Exercise:
Return each line, exactly as given, from the one containing "Detect: riverbank" through the end of the entries below, and skip the rest.

Extracted entries:
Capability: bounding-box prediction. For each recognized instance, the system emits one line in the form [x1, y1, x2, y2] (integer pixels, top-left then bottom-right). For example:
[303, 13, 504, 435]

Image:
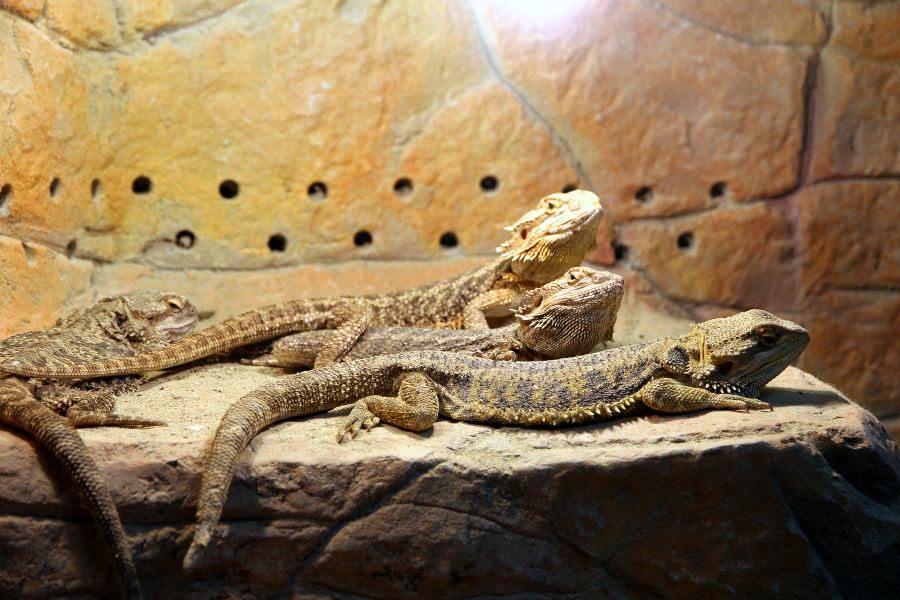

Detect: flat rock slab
[1, 360, 899, 596]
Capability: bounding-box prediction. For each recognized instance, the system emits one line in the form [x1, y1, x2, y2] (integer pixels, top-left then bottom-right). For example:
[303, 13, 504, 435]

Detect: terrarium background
[0, 1, 897, 431]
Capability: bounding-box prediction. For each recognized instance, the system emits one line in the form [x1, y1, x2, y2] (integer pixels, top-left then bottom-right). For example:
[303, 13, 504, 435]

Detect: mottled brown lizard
[247, 266, 624, 368]
[184, 309, 809, 568]
[0, 290, 199, 600]
[0, 190, 604, 379]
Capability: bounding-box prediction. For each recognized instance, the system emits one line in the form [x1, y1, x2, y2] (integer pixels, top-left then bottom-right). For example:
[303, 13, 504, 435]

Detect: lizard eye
[166, 298, 184, 311]
[546, 201, 557, 210]
[568, 271, 579, 283]
[757, 329, 778, 348]
[520, 228, 528, 239]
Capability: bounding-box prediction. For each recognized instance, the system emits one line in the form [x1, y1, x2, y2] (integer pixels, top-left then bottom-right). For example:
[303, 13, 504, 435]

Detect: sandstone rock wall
[0, 1, 897, 426]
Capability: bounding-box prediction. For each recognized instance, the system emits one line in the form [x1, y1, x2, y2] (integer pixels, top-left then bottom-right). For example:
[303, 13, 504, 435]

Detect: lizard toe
[744, 398, 771, 412]
[336, 402, 380, 443]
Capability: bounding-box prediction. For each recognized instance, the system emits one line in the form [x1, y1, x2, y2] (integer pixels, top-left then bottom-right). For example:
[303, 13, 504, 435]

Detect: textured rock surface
[0, 359, 898, 598]
[0, 1, 897, 422]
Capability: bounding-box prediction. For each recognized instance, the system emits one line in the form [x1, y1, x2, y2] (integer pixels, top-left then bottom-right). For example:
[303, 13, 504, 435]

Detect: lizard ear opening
[665, 346, 690, 372]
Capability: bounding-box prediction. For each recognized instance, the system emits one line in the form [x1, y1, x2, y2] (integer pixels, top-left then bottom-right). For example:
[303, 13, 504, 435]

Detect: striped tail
[1, 299, 335, 380]
[0, 379, 143, 599]
[183, 360, 393, 570]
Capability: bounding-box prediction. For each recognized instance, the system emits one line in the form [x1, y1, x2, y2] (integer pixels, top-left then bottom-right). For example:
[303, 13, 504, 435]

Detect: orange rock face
[0, 1, 897, 422]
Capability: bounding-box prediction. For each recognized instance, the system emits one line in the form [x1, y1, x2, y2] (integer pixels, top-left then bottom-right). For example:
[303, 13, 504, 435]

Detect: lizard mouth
[156, 315, 200, 340]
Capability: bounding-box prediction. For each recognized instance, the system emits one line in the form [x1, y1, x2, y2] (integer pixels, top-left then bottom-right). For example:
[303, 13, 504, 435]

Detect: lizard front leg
[36, 382, 164, 428]
[463, 288, 526, 329]
[337, 372, 440, 443]
[637, 377, 771, 414]
[66, 391, 165, 428]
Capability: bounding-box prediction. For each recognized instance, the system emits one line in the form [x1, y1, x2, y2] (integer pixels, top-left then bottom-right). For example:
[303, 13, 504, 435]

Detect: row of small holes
[6, 177, 579, 207]
[172, 229, 460, 253]
[130, 176, 503, 200]
[634, 182, 728, 203]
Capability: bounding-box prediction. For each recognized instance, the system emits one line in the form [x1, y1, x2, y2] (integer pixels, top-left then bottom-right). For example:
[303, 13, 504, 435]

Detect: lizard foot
[336, 401, 381, 443]
[240, 355, 280, 367]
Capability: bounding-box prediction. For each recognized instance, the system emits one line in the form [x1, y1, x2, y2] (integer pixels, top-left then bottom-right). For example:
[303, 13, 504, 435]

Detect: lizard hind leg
[313, 301, 374, 369]
[336, 372, 440, 443]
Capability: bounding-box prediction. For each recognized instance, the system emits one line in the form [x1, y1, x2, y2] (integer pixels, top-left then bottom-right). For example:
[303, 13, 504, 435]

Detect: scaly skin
[184, 309, 809, 569]
[0, 190, 604, 380]
[249, 267, 624, 367]
[0, 290, 199, 600]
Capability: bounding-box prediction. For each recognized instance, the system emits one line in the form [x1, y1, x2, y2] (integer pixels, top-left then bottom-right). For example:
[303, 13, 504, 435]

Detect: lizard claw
[336, 402, 381, 443]
[743, 398, 772, 412]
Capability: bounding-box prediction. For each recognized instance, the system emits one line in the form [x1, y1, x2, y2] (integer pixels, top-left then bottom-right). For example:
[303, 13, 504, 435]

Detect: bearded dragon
[183, 309, 809, 568]
[0, 190, 604, 379]
[248, 267, 624, 368]
[0, 290, 199, 600]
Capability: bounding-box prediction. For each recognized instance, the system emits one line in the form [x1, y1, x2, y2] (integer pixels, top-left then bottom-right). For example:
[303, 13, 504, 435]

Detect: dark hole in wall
[677, 232, 694, 250]
[219, 179, 239, 199]
[49, 178, 61, 198]
[65, 239, 76, 258]
[635, 187, 653, 203]
[439, 232, 458, 248]
[479, 175, 499, 193]
[393, 178, 413, 197]
[132, 176, 152, 194]
[710, 181, 728, 198]
[354, 230, 372, 247]
[562, 183, 578, 193]
[175, 230, 196, 249]
[308, 181, 328, 200]
[91, 179, 101, 199]
[0, 184, 11, 215]
[268, 234, 287, 252]
[613, 241, 629, 262]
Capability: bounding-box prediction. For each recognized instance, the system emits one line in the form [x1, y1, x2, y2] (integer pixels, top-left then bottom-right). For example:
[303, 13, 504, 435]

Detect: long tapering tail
[0, 379, 143, 599]
[1, 300, 335, 380]
[182, 360, 393, 570]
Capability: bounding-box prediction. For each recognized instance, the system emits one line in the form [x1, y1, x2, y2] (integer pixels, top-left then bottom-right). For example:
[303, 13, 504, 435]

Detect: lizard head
[117, 289, 200, 342]
[498, 190, 604, 283]
[515, 267, 624, 358]
[686, 309, 810, 398]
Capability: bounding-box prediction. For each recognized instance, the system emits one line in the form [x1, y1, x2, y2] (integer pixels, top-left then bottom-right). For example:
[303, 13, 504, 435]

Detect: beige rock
[44, 0, 122, 49]
[833, 0, 900, 61]
[475, 0, 809, 219]
[0, 0, 43, 21]
[657, 0, 827, 46]
[809, 47, 900, 180]
[797, 180, 900, 291]
[0, 235, 92, 337]
[618, 202, 799, 309]
[798, 291, 900, 418]
[0, 360, 897, 597]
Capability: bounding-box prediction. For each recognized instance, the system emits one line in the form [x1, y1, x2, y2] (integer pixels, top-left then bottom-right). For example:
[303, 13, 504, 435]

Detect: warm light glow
[489, 0, 590, 25]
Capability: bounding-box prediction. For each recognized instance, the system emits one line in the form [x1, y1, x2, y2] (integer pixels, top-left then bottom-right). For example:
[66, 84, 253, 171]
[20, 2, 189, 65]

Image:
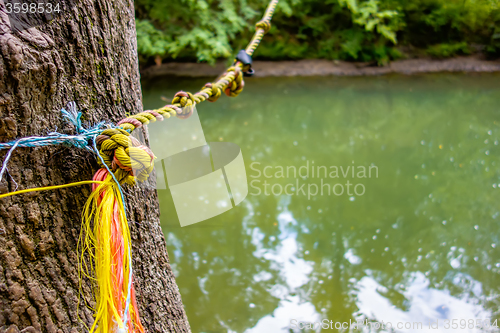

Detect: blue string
[0, 141, 19, 183]
[0, 130, 103, 150]
[0, 102, 106, 151]
[0, 102, 109, 183]
[61, 101, 83, 133]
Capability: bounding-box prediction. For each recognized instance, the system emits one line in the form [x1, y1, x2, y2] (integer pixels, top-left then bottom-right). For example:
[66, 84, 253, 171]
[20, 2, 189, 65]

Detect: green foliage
[135, 0, 500, 66]
[485, 1, 500, 56]
[135, 0, 261, 64]
[487, 27, 500, 56]
[426, 42, 471, 58]
[136, 20, 170, 58]
[339, 0, 401, 43]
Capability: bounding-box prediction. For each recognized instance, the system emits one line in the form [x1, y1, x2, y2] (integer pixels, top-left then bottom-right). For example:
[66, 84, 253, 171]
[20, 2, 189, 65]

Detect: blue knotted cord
[0, 102, 111, 183]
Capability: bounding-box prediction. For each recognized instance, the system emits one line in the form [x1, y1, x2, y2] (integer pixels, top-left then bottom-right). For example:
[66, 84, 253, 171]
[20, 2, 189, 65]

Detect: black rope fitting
[235, 50, 254, 77]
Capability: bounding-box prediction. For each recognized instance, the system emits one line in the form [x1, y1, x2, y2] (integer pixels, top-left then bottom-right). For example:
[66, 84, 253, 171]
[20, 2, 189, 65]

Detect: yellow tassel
[79, 171, 144, 333]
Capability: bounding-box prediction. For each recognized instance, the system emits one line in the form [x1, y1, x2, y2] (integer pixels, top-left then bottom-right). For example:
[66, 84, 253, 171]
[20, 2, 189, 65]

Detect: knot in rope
[172, 91, 195, 108]
[224, 66, 245, 97]
[172, 91, 196, 119]
[95, 129, 155, 186]
[204, 83, 222, 102]
[256, 19, 272, 33]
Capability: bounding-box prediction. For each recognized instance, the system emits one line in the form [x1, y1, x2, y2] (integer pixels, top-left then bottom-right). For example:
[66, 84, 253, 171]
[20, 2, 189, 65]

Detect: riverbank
[140, 55, 500, 79]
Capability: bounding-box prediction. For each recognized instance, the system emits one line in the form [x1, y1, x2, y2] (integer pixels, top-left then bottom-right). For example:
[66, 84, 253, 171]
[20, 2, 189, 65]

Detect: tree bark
[0, 0, 191, 332]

Exercise answer:
Detect: riverbank
[140, 55, 500, 79]
Capability: bounding-box prediction. For each recognized instance, the system emits one line in the form [x1, y1, x2, y2] (integer pixels, top-left then bottom-right). For example:
[66, 84, 253, 171]
[20, 2, 189, 65]

Detect: tree bark
[0, 0, 191, 332]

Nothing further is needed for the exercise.